Saved entries
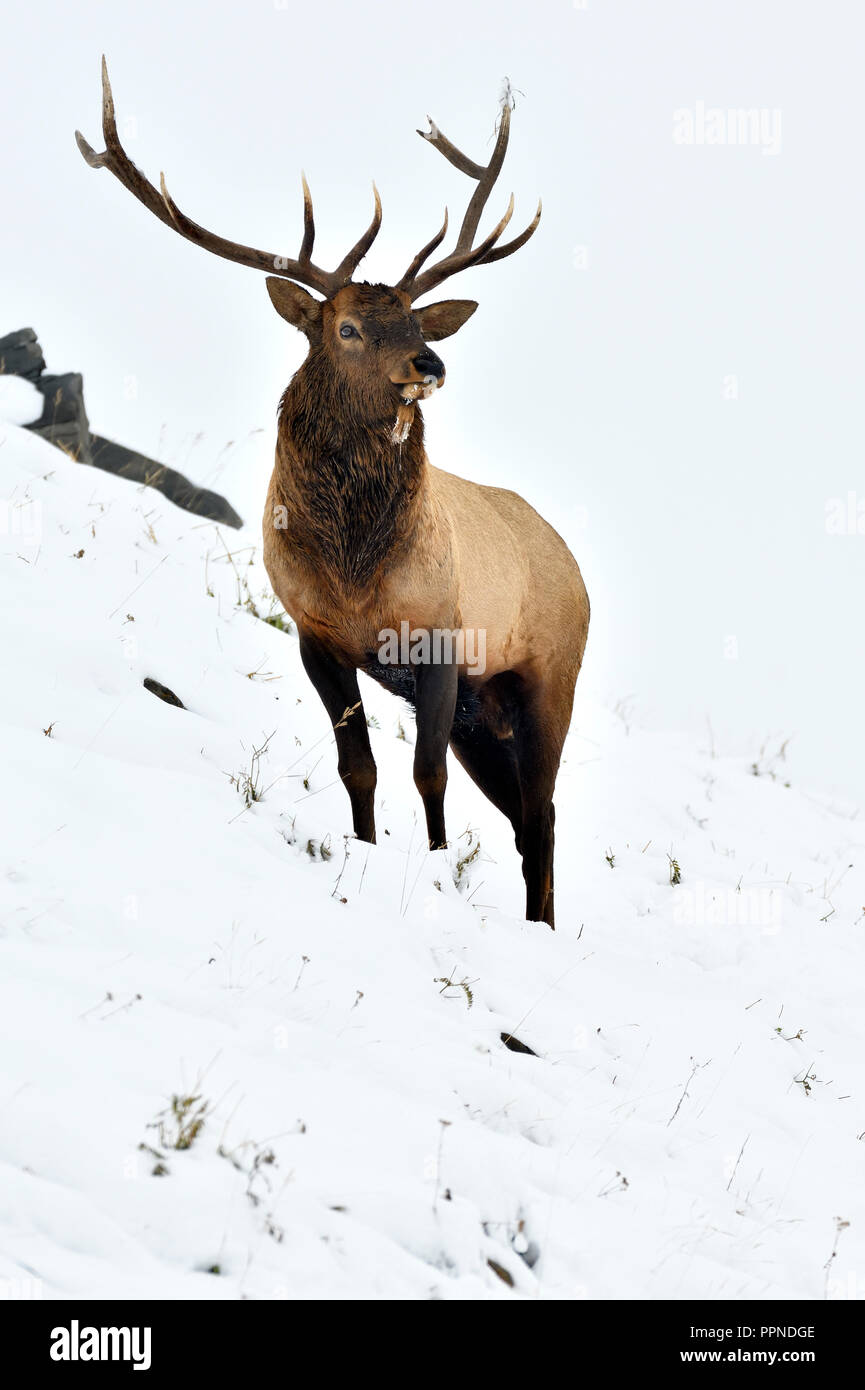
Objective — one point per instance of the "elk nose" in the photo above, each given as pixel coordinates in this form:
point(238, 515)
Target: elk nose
point(429, 364)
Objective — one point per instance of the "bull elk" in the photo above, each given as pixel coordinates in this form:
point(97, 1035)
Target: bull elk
point(363, 535)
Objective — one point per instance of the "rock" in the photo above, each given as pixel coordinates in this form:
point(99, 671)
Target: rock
point(21, 355)
point(125, 463)
point(64, 423)
point(163, 692)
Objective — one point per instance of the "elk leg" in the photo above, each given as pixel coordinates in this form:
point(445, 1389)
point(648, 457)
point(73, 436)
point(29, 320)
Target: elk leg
point(491, 765)
point(337, 685)
point(538, 755)
point(434, 708)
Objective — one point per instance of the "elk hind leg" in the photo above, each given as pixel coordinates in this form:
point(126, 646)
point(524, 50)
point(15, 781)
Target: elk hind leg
point(538, 752)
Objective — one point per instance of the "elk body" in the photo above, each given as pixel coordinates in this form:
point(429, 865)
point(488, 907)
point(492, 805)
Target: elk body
point(363, 535)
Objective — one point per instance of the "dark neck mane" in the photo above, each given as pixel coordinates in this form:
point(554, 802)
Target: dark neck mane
point(352, 495)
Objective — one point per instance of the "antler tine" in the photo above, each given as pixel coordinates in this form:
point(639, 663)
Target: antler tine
point(465, 253)
point(461, 260)
point(349, 263)
point(498, 252)
point(309, 223)
point(423, 253)
point(484, 188)
point(116, 159)
point(163, 206)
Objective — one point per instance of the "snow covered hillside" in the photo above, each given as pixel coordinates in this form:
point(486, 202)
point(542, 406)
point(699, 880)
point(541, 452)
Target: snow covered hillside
point(245, 1055)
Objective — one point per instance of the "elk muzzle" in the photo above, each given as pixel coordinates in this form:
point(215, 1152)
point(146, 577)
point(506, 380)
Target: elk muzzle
point(420, 375)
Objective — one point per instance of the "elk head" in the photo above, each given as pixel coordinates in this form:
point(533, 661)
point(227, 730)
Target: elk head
point(370, 337)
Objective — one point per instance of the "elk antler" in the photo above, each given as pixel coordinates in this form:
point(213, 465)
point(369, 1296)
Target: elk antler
point(163, 206)
point(465, 253)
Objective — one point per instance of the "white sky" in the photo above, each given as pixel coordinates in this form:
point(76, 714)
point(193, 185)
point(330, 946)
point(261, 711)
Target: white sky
point(598, 392)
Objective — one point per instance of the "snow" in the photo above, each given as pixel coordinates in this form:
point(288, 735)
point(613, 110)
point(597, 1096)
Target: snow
point(366, 1132)
point(20, 402)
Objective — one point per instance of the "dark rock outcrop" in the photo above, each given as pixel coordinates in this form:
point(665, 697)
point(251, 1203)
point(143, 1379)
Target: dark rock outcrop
point(64, 423)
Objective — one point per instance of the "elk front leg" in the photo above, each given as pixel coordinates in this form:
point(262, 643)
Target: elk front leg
point(337, 685)
point(434, 706)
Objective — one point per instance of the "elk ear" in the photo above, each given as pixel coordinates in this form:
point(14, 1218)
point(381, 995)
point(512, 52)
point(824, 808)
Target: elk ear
point(444, 319)
point(292, 303)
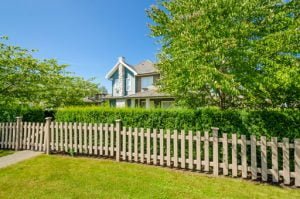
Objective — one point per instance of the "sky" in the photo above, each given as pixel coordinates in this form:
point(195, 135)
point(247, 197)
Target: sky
point(88, 35)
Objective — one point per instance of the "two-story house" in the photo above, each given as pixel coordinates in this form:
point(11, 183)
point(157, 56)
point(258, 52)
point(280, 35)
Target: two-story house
point(134, 86)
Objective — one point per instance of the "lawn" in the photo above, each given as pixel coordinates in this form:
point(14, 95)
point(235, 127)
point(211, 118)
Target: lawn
point(67, 177)
point(5, 152)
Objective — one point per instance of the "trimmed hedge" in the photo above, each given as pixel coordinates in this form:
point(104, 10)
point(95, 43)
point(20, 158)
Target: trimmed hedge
point(275, 122)
point(28, 114)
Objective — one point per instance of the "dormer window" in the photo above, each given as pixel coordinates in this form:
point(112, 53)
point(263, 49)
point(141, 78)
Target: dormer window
point(128, 84)
point(147, 81)
point(116, 86)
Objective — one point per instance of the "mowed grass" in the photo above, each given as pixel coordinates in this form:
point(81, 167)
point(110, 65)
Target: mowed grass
point(5, 152)
point(67, 177)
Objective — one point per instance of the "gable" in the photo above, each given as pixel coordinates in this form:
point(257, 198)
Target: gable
point(116, 67)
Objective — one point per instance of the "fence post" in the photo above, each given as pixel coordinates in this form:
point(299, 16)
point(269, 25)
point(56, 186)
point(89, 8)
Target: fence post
point(18, 132)
point(47, 134)
point(215, 150)
point(118, 131)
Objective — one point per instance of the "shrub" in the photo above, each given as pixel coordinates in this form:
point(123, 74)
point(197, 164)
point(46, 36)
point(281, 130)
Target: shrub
point(9, 114)
point(275, 122)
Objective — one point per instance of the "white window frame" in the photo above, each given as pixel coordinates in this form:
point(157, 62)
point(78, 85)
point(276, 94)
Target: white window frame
point(164, 102)
point(149, 78)
point(117, 86)
point(128, 84)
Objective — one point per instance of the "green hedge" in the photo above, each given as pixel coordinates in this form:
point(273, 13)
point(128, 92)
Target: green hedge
point(276, 122)
point(9, 114)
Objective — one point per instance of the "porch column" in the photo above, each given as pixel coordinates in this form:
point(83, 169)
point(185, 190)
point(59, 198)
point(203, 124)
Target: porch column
point(147, 102)
point(132, 103)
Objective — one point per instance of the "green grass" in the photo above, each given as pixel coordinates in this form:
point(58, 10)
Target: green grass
point(67, 177)
point(5, 152)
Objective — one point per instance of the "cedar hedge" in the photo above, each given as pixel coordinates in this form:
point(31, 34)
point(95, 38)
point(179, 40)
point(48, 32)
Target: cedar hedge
point(29, 114)
point(270, 122)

■ Work instructions
Change "Objective" to "Goal" throughout the entries above, keeping everything else the same, and leave the pictures out of your answer.

■ Exercise output
Goal — one point per instance of the "elk nose" in the photo above, each given as pixel coordinates in this form:
point(238, 515)
Target: elk nose
point(429, 364)
Goal — one point per instance of the "bull elk" in the photo above, each given as pixel coordinates in this form:
point(97, 1035)
Target: bull elk
point(363, 535)
Goal — one point per instance of the "rock" in the photo above, each given as pixel coordinates in this form:
point(99, 671)
Target: rock
point(21, 355)
point(125, 463)
point(64, 423)
point(163, 692)
Goal — one point per instance of the "elk leg" in the photo above, each given as pixel coordinates in this form:
point(445, 1389)
point(648, 457)
point(73, 436)
point(29, 320)
Target: elk leg
point(491, 765)
point(337, 685)
point(538, 755)
point(434, 708)
Goal — one point per instance of the "elk hind leg" in the photo above, each given as pixel coordinates in this form:
point(126, 646)
point(524, 50)
point(15, 781)
Target: elk hind leg
point(538, 752)
Goal — one point per instance of the "elk body" in the photo above, each given as pixel coordinates in this form:
point(429, 865)
point(488, 907)
point(492, 805)
Target: elk body
point(363, 535)
Goal — one point per instance of the "dark neck mane" in the photo above, each given as pixel coordinates in this form:
point(554, 802)
Target: dark neck mane
point(352, 495)
Goal — one point per instance of the "antler tine" in the photo above, each given as pixel coordinates in this form:
point(639, 663)
Target: antler tine
point(465, 253)
point(461, 260)
point(349, 263)
point(498, 252)
point(309, 223)
point(423, 253)
point(484, 188)
point(116, 159)
point(163, 206)
Goal — one point per instance of the "snow covered hillside" in the photo above, each given as pixel coordinates in this form:
point(486, 202)
point(542, 406)
point(699, 880)
point(541, 452)
Target: snow covered hillside
point(245, 1055)
Goal — one point per instance of the "elk muzzle" in the photo above, each given as pixel coordinates in this form:
point(215, 1152)
point(146, 577)
point(506, 380)
Target: elk muzzle
point(420, 375)
Goal — one point per instance of the "elk head" in the photo above, each given as pixel coordinates in this form:
point(533, 661)
point(227, 730)
Target: elk head
point(370, 337)
Goal — one point per instance of the "elk antler" in the photo above, each given as pixel coordinates in this form:
point(213, 465)
point(369, 1296)
Target: elk antler
point(163, 206)
point(465, 253)
Goal — one point per instance of the "white sky" in the photo above, each given as pixel coordinates in this form:
point(76, 714)
point(193, 185)
point(330, 946)
point(261, 711)
Target: white sky
point(598, 392)
Goal — one point per instance of the "snow" in the photo above, each given as pixel coordinates in this form:
point(288, 735)
point(613, 110)
point(597, 1096)
Target: snow
point(366, 1132)
point(20, 402)
Goal — one point per instance of the "dark rock outcrop" in the photo above, each given as pixel coordinates in this form:
point(665, 697)
point(251, 1203)
point(143, 1379)
Target: dark rock outcrop
point(64, 423)
Goal — one point per instance of the "elk front leg" in the photo above, each given as pixel coordinates in this form:
point(262, 643)
Target: elk front leg
point(337, 685)
point(434, 706)
Goal — one point per instance of the "elk ear" in the photo above, each given as pixel coordinates in this form:
point(14, 1218)
point(381, 995)
point(512, 52)
point(824, 808)
Target: elk ear
point(444, 319)
point(292, 303)
Goal — one point per instance of the "sky" in the photo above, each given as pixel coordinates in this form:
point(195, 135)
point(247, 197)
Target: sky
point(88, 35)
Goal — one point per instance of the "two-story house" in the photo above, each given as pixel coordinates in this form:
point(11, 183)
point(157, 56)
point(258, 52)
point(280, 35)
Target: two-story house
point(134, 86)
Goal — one point per instance of the "lawn" in the photo above, each given as pixel coordinates in this form:
point(14, 95)
point(235, 127)
point(211, 118)
Target: lawn
point(67, 177)
point(5, 152)
Goal — one point per instance of the "trimmed hedge" in the photo above, each given as pixel coordinates in this form:
point(104, 10)
point(95, 43)
point(20, 158)
Target: trimmed hedge
point(275, 122)
point(28, 114)
Goal — one point per instance of the "dormer window" in the photo above, each given as pixel coordinates in this form:
point(112, 53)
point(263, 49)
point(141, 78)
Target: dormer window
point(128, 84)
point(147, 81)
point(116, 86)
Goal — one point per instance of the "mowed grass" in the photo above, each given as pixel coordinates in this form:
point(81, 167)
point(110, 65)
Target: mowed grass
point(5, 152)
point(67, 177)
Goal — one point per instance of the "gable" in the photo above, each given as pixel coordinates in this form:
point(257, 198)
Target: gable
point(116, 67)
Goal — one point per instance of the "fence post" in the photo above, each given as pixel coordinates in this form:
point(299, 16)
point(269, 25)
point(56, 186)
point(89, 8)
Target: fence post
point(18, 132)
point(47, 134)
point(215, 150)
point(118, 131)
Goal — one point per instance of the "shrub" in the photo above, each given as pixel coordinates in this form:
point(123, 74)
point(197, 164)
point(46, 36)
point(281, 130)
Target: shrub
point(9, 114)
point(275, 122)
Goal — one point per instance of the "white window frame" in the photo above, each given as pixel coordinates in this form:
point(157, 62)
point(78, 85)
point(276, 94)
Target: white window frame
point(164, 102)
point(149, 78)
point(117, 86)
point(128, 84)
Goal — one point per instance of the "green hedge" in the photo above, each given as pixel coordinates in this form:
point(273, 13)
point(128, 92)
Target: green hedge
point(276, 122)
point(9, 114)
Goal — one point per instance of the "porch column" in the photo above, each given as pixel coordinates in this form:
point(83, 169)
point(185, 190)
point(59, 198)
point(203, 124)
Target: porch column
point(147, 102)
point(132, 103)
Goal — one point per instance of the "green grass" in the photo above, each given as pixel coordinates in this form:
point(58, 10)
Target: green grass
point(67, 177)
point(5, 152)
Goal — one point per instance of the "cedar hedge" in the photo above, each given as pixel coordinates in this form:
point(31, 34)
point(95, 38)
point(179, 40)
point(48, 32)
Target: cedar hedge
point(29, 114)
point(270, 122)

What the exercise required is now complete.